===== SOURCE MATERIAL

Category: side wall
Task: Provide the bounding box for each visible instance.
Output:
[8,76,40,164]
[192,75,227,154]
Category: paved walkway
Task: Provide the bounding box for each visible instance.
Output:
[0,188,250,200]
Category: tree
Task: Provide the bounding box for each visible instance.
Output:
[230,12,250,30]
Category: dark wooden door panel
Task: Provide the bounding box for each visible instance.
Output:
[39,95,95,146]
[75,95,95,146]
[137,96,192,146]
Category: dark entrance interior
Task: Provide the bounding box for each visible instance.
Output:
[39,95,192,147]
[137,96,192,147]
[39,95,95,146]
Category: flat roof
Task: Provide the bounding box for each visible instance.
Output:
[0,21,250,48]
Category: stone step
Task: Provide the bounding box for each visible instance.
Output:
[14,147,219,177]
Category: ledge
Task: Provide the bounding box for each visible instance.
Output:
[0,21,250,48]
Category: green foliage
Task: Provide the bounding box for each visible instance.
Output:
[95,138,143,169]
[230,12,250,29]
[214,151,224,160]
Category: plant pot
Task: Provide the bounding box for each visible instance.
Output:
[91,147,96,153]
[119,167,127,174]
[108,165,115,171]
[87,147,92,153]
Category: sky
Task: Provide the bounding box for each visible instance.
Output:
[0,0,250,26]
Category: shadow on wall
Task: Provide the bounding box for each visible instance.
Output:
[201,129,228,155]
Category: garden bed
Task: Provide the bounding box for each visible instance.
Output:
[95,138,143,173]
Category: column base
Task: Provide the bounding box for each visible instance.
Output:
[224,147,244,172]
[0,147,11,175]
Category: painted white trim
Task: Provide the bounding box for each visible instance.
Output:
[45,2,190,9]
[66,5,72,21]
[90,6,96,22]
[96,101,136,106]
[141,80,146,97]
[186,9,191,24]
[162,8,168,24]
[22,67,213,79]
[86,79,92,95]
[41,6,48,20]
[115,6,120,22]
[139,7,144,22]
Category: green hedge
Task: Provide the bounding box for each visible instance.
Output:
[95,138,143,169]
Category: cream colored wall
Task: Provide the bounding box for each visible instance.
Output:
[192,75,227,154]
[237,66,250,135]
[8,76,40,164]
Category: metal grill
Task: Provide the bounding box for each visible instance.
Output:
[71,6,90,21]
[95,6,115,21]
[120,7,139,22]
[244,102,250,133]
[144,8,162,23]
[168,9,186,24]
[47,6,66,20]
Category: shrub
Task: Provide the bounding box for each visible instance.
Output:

==========

#### PROBLEM STATEMENT:
Retype every one of the records above, line for line, with no changes.

#### WRITTEN REPLY:
Category: side wall
Task: Provide the bounding box for each visible instance.
Output:
[8,76,40,164]
[192,75,227,154]
Category: paved walkway
Task: Provide the bounding box for each visible instance.
Output:
[0,188,250,200]
Category: tree
Task: Provide the bounding box for each visible instance.
Output:
[230,12,250,30]
Category: dark wooden door panel
Task: Provide the bounding box for each visible instance.
Output:
[39,95,95,146]
[75,95,95,146]
[137,96,192,146]
Category: dark entrance interior
Task: Provide the bounding box for each visible instance.
Output:
[39,95,192,147]
[137,96,192,147]
[39,95,95,146]
Category: flat roof
Task: Provide the bounding box for each visible instance.
Output:
[0,21,250,48]
Category: stone step
Task: Provide the bounding box for each visible instance.
Output:
[14,147,219,177]
Category: ledge
Task: Provide the bounding box for each visible instance.
Output:
[0,21,250,48]
Category: green foliage
Task: Provide the bounding box for each visible instance.
Output:
[95,138,143,169]
[230,12,250,29]
[214,151,224,160]
Category: plant pot
Task: Provide the bounding box for each visible instance.
Output:
[91,147,96,153]
[119,167,127,174]
[108,165,115,171]
[87,147,92,153]
Category: sky
Task: Provide the bounding box for each visible instance.
Output:
[0,0,250,26]
Category: shadow on wall
Task: Provide the bounding box for each visible instance.
Output:
[201,129,228,155]
Category: garden bed
Task: Provide the bounding box for each visible instance.
Output:
[95,138,143,173]
Category: column base
Task: Provide the bounding box for each visible instance.
Output:
[224,147,244,172]
[0,147,11,175]
Category: painted white trim
Task: Provide the bounding box for each visible instance.
Output:
[45,2,190,9]
[66,5,72,21]
[90,6,96,22]
[96,101,136,106]
[141,80,146,97]
[186,9,191,24]
[162,8,168,24]
[22,67,213,79]
[86,79,92,95]
[41,6,48,20]
[115,6,120,22]
[139,7,144,22]
Category: green hedge
Task: Provide the bounding box for each visible instance.
Output:
[95,138,143,169]
Category: cream colored wall
Task: Provide the bounding box for each visible instance.
Output:
[192,75,227,154]
[237,66,250,135]
[8,76,40,164]
Category: metal grill
Task: Provide the bounding box for each visible instance.
Output:
[71,6,90,21]
[95,6,115,21]
[120,7,139,22]
[244,102,250,133]
[144,8,162,23]
[168,9,186,24]
[47,6,66,20]
Category: shrub
Task: Provide the bounding box for each visible instance.
Output:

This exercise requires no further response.